— START OF DATA ROWS —

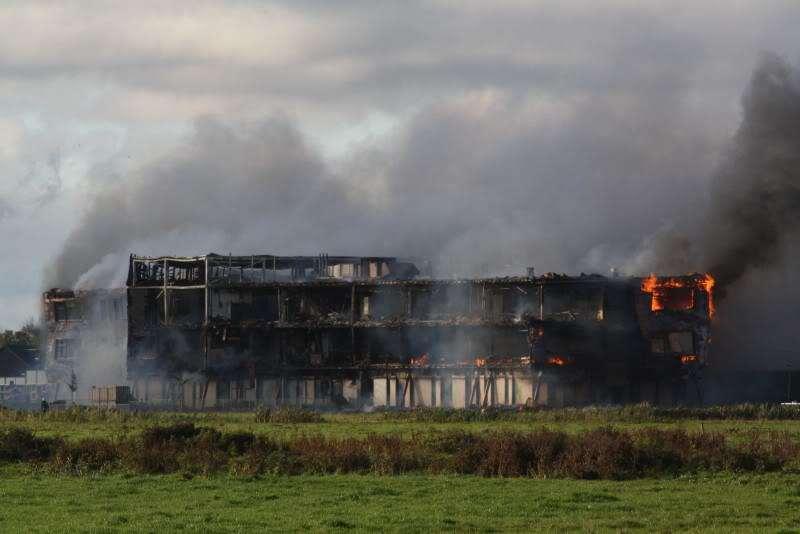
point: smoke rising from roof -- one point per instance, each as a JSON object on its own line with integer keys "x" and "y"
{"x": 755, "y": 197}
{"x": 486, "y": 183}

— END OF DATA ROWS —
— START OF DATA ROWS —

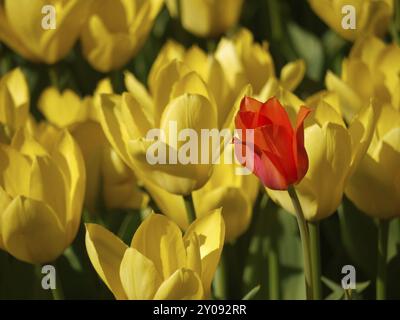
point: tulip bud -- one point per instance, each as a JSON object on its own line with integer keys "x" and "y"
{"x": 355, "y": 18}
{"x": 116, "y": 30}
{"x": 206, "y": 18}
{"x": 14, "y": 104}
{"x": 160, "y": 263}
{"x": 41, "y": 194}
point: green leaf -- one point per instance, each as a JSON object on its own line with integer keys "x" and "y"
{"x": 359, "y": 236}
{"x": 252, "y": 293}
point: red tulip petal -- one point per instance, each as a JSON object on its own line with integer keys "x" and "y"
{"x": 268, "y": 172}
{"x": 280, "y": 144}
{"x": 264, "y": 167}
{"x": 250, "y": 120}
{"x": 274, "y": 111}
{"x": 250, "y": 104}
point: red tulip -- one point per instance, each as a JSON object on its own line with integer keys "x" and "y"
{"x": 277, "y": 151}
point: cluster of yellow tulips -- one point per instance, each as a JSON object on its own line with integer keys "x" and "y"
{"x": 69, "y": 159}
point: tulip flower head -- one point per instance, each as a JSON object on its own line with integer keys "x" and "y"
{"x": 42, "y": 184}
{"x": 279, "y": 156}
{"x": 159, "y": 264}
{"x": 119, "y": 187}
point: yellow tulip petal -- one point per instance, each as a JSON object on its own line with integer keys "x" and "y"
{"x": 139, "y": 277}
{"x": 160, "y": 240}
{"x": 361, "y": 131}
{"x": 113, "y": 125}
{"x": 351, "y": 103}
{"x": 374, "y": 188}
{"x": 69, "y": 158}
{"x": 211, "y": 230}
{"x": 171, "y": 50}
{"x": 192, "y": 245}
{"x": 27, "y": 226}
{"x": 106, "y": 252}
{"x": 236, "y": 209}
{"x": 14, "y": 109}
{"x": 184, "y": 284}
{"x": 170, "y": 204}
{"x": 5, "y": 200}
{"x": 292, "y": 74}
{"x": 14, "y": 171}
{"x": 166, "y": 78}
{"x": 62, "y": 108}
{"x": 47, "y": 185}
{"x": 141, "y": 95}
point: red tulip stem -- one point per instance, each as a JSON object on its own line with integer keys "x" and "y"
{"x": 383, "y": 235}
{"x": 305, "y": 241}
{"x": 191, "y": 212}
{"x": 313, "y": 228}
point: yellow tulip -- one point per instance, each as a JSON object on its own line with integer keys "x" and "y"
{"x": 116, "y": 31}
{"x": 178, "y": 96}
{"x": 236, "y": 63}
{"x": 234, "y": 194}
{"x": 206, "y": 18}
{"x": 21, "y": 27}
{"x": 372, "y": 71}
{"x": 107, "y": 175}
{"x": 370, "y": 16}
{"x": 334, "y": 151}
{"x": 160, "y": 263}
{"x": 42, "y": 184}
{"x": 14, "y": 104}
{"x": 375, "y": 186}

— END OF DATA ROWS —
— START OF DATA ROWS —

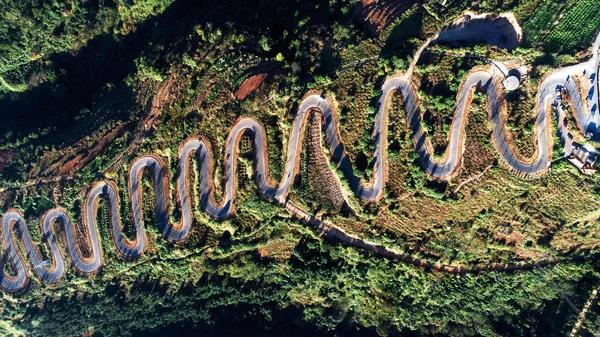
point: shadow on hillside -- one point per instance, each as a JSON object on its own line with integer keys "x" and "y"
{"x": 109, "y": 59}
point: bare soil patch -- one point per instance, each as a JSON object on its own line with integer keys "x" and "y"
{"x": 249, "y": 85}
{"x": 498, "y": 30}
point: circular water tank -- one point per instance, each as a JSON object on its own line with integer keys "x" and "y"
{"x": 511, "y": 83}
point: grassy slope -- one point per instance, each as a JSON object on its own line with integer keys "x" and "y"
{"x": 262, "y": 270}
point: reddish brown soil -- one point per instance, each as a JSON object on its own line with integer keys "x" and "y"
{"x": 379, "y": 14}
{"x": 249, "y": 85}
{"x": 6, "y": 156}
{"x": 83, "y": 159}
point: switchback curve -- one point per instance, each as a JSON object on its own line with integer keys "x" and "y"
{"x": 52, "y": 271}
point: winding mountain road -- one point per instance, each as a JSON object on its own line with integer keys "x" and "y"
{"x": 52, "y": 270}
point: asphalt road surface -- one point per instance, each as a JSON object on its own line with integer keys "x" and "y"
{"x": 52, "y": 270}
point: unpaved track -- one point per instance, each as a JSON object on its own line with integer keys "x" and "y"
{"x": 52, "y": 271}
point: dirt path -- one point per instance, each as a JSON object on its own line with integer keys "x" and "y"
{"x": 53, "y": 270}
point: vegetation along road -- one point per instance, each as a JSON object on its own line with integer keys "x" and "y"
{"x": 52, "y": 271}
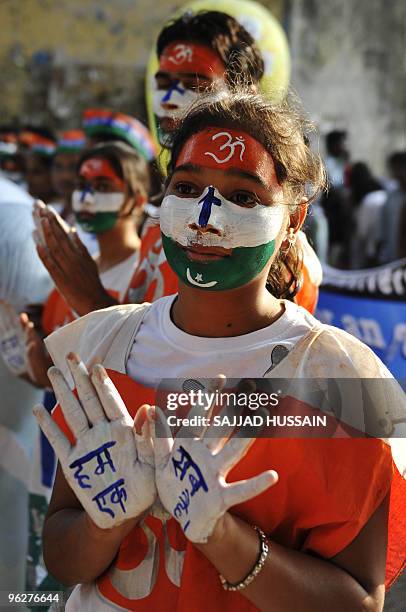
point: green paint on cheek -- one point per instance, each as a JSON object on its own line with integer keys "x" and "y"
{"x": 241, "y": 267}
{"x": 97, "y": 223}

— END OF DATA ROWS —

WORK TO BE COMPLETED> Count the lines of the data above that contain the string "road", and give only that number.

SOLUTION TO THE EXERCISE> 3